* _Task brief_
The expected answer is all of the entries, written out exactly.

* _Dataset records_
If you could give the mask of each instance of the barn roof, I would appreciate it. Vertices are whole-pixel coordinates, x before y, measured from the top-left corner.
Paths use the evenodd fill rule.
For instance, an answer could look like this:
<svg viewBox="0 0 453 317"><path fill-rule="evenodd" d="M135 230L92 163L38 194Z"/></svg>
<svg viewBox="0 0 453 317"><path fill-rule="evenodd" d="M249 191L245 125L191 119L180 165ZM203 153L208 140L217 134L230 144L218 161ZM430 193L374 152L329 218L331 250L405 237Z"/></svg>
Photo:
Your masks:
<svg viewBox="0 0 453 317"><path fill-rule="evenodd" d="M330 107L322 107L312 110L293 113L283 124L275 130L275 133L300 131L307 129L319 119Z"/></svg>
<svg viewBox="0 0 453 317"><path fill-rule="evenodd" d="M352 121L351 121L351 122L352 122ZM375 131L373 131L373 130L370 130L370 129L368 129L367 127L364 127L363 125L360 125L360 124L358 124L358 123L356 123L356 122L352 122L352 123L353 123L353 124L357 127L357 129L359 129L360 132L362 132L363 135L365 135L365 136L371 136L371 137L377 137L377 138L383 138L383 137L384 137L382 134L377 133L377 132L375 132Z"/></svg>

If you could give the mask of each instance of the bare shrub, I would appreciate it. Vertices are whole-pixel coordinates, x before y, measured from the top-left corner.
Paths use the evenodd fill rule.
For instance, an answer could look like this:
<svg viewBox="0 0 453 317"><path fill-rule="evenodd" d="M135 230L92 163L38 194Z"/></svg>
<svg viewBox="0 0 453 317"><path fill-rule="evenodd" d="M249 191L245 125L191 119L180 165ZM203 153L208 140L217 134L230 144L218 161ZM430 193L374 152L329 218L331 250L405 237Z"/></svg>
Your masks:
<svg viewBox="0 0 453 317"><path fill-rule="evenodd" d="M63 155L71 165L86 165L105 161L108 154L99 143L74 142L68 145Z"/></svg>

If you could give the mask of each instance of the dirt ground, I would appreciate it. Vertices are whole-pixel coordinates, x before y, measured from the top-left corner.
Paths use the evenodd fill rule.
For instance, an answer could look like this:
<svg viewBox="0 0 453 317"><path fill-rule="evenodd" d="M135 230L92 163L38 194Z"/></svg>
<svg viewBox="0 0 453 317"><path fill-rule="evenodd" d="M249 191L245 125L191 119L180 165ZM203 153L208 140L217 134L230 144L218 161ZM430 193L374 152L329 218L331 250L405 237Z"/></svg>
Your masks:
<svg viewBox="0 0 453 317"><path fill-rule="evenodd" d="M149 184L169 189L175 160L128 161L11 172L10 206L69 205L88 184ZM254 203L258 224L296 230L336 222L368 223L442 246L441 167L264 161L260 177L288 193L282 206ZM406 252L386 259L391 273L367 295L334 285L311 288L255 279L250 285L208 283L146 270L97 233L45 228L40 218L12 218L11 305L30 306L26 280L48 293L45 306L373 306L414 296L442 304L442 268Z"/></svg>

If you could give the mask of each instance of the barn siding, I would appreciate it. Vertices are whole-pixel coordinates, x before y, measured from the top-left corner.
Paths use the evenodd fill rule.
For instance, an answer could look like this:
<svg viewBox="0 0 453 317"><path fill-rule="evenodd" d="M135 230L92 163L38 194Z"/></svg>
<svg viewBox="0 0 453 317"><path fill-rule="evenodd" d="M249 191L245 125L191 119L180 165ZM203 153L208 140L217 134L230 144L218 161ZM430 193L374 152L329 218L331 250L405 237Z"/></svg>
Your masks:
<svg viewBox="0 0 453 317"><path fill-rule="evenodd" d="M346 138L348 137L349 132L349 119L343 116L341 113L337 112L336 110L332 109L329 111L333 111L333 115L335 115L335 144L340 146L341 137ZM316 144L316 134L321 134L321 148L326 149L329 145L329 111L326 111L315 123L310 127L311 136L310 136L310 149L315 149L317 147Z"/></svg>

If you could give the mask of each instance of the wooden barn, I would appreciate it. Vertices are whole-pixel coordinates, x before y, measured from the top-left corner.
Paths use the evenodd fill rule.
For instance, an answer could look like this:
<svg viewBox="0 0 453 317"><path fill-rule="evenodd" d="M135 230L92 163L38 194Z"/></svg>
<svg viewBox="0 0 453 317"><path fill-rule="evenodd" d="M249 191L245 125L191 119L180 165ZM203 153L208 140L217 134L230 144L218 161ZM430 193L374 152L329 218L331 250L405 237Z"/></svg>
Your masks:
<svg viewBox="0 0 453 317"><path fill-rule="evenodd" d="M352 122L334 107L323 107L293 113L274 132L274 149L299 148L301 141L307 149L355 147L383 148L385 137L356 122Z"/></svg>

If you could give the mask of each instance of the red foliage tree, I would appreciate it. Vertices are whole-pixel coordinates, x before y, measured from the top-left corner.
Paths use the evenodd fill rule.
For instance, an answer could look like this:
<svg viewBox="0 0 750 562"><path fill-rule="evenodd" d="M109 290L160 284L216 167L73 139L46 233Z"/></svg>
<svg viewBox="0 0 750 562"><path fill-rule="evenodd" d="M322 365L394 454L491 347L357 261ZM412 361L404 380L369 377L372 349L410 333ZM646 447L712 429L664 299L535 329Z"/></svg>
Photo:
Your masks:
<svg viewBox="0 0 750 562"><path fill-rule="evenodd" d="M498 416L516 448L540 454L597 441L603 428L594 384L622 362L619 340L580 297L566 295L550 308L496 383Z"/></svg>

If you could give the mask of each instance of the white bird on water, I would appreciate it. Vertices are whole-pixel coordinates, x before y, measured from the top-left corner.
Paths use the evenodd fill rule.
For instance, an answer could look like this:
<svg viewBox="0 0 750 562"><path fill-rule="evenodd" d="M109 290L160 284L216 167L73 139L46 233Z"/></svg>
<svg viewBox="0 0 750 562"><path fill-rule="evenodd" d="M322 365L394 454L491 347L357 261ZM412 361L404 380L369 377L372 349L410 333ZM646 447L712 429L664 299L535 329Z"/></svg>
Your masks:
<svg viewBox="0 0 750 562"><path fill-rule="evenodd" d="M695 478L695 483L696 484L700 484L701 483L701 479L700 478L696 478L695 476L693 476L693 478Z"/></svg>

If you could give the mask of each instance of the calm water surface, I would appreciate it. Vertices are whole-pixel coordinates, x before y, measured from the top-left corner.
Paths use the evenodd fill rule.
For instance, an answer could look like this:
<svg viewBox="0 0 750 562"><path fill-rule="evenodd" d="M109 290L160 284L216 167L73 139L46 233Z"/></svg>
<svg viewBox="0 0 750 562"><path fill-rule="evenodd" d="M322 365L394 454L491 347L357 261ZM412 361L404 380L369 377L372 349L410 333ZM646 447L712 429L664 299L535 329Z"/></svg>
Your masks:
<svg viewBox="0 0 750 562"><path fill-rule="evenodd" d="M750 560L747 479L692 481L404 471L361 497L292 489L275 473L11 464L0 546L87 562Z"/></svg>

* _Response below_
If you could give the mask of each instance of the barn roof, I would appreciate it. Vertices are whole-pixel coordinates, x before y, measured from the top-left corner.
Paths use the evenodd fill rule.
For instance, an answer could look like this:
<svg viewBox="0 0 453 317"><path fill-rule="evenodd" d="M135 230L92 163L38 194Z"/></svg>
<svg viewBox="0 0 453 317"><path fill-rule="evenodd" d="M249 191L245 125L191 119L180 165ZM203 153L208 140L217 134L230 144L218 161ZM430 193L374 152L329 218L331 250L405 237Z"/></svg>
Photo:
Your masks:
<svg viewBox="0 0 453 317"><path fill-rule="evenodd" d="M330 107L322 107L312 110L293 113L283 124L275 130L275 133L300 131L307 129L319 119Z"/></svg>
<svg viewBox="0 0 453 317"><path fill-rule="evenodd" d="M352 121L351 121L351 122L352 122ZM375 131L373 131L373 130L370 130L370 129L368 129L367 127L364 127L363 125L360 125L360 124L358 124L358 123L356 123L356 122L352 122L352 123L353 123L353 124L357 127L357 129L359 129L360 132L362 132L363 135L365 135L365 136L371 136L371 137L377 137L377 138L383 138L383 137L384 137L382 134L377 133L377 132L375 132Z"/></svg>

If you could give the mask of each instance of the bare shrub, I would appreciate it. Vertices are whole-pixel coordinates, x before y, measured from the top-left corner.
Paths use the evenodd fill rule.
For instance, an answer could look like this:
<svg viewBox="0 0 453 317"><path fill-rule="evenodd" d="M135 230L92 163L38 194Z"/></svg>
<svg viewBox="0 0 453 317"><path fill-rule="evenodd" d="M249 191L245 125L191 119L180 165ZM203 153L208 140L217 134L230 144L218 161ZM430 193L374 152L329 218L331 250L405 237Z"/></svg>
Your masks:
<svg viewBox="0 0 453 317"><path fill-rule="evenodd" d="M63 155L71 165L86 165L105 161L108 154L99 143L74 142L68 145Z"/></svg>

If you could give the mask of each instance of the dirt ground, I would appreciate it. Vertices are whole-pixel coordinates, x before y, measured from the top-left corner.
Paths use the evenodd fill rule.
For instance, an answer could look like this:
<svg viewBox="0 0 453 317"><path fill-rule="evenodd" d="M135 230L92 163L38 194Z"/></svg>
<svg viewBox="0 0 453 317"><path fill-rule="evenodd" d="M249 191L245 125L191 119L180 165ZM203 153L208 140L217 134L230 144L218 161ZM430 193L374 152L329 218L331 250L405 237Z"/></svg>
Your masks:
<svg viewBox="0 0 453 317"><path fill-rule="evenodd" d="M149 184L169 189L175 160L128 161L11 172L10 206L69 205L88 184ZM254 203L258 224L296 230L336 222L368 223L442 246L441 167L264 161L260 177L288 193L282 206ZM406 252L386 259L391 273L367 295L334 285L311 288L255 279L250 285L208 283L146 270L97 233L45 228L40 218L12 218L11 305L30 306L26 280L48 293L45 306L373 306L414 296L442 304L442 268Z"/></svg>

If you could give the mask of each instance of the barn siding, I would appreciate it. Vertices are whole-pixel coordinates, x before y, measured from the top-left corner.
Paths use the evenodd fill rule.
For instance, an answer could look like this:
<svg viewBox="0 0 453 317"><path fill-rule="evenodd" d="M135 230L92 163L38 194Z"/></svg>
<svg viewBox="0 0 453 317"><path fill-rule="evenodd" d="M249 191L245 125L191 119L180 165ZM203 153L208 140L217 134L230 144L218 161ZM430 193L374 152L329 218L331 250L405 237Z"/></svg>
Your masks:
<svg viewBox="0 0 453 317"><path fill-rule="evenodd" d="M346 138L348 137L349 132L349 119L343 116L341 113L337 112L336 110L332 109L329 111L333 111L333 115L335 115L335 144L340 146L341 137ZM316 144L316 134L321 134L321 148L326 149L329 145L329 111L326 111L315 123L310 127L311 136L310 136L310 149L315 149L317 147Z"/></svg>

If you could give the mask of each instance of the wooden barn, I would appreciate it. Vertices are whole-pixel coordinates, x before y, measured from the top-left corner.
Paths use the evenodd fill rule.
For instance, an answer could look like this:
<svg viewBox="0 0 453 317"><path fill-rule="evenodd" d="M135 230L92 163L38 194Z"/></svg>
<svg viewBox="0 0 453 317"><path fill-rule="evenodd" d="M249 191L245 125L191 119L180 165ZM203 153L208 140L217 134L230 144L218 161ZM430 193L374 152L329 218L331 250L405 237Z"/></svg>
Your masks:
<svg viewBox="0 0 453 317"><path fill-rule="evenodd" d="M352 122L334 107L323 107L293 113L274 132L274 149L299 148L301 141L307 149L355 147L383 148L385 137L356 122Z"/></svg>

If you could give the mask of each instance of the red foliage tree, I would appreciate it. Vertices are whole-pixel coordinates, x before y, measured from the top-left corner.
Paths use the evenodd fill rule.
For instance, an answer could look like this:
<svg viewBox="0 0 750 562"><path fill-rule="evenodd" d="M109 290L160 284L216 167L73 139L46 233Z"/></svg>
<svg viewBox="0 0 750 562"><path fill-rule="evenodd" d="M322 365L394 454L491 347L357 261ZM412 361L404 380L369 377L372 349L410 333ZM646 447L712 429L664 299L535 329Z"/></svg>
Photo:
Your masks:
<svg viewBox="0 0 750 562"><path fill-rule="evenodd" d="M498 416L516 448L540 454L597 441L603 428L594 384L622 362L619 340L580 297L566 295L550 308L496 383Z"/></svg>

If you could give the mask of each instance of the white bird on water, I would appreciate it. Vertices are whole-pixel coordinates, x before y, measured from the top-left corner.
Paths use the evenodd fill rule.
For instance, an answer could look like this:
<svg viewBox="0 0 750 562"><path fill-rule="evenodd" d="M109 290L160 284L216 167L73 139L46 233Z"/></svg>
<svg viewBox="0 0 750 562"><path fill-rule="evenodd" d="M322 365L394 454L491 347L357 261ZM412 361L404 380L369 377L372 349L410 333ZM646 447L712 429L664 299L535 329Z"/></svg>
Your masks:
<svg viewBox="0 0 750 562"><path fill-rule="evenodd" d="M695 478L695 483L696 484L700 484L701 483L701 479L700 478L696 478L695 476L693 476L693 478Z"/></svg>

If you could give the mask of each instance of the calm water surface, I would appreciate it. Vertices are whole-pixel coordinates, x before y, measured from the top-left corner.
Paths use the evenodd fill rule.
For instance, an answer could look like this:
<svg viewBox="0 0 750 562"><path fill-rule="evenodd" d="M109 290L160 284L216 167L73 139L46 233Z"/></svg>
<svg viewBox="0 0 750 562"><path fill-rule="evenodd" d="M322 365L394 454L491 347L357 261ZM412 361L404 380L369 377L372 349L410 333ZM646 447L712 429L664 299L535 329Z"/></svg>
Your masks:
<svg viewBox="0 0 750 562"><path fill-rule="evenodd" d="M750 560L747 479L692 481L404 471L361 497L292 489L275 473L11 464L0 546L87 562Z"/></svg>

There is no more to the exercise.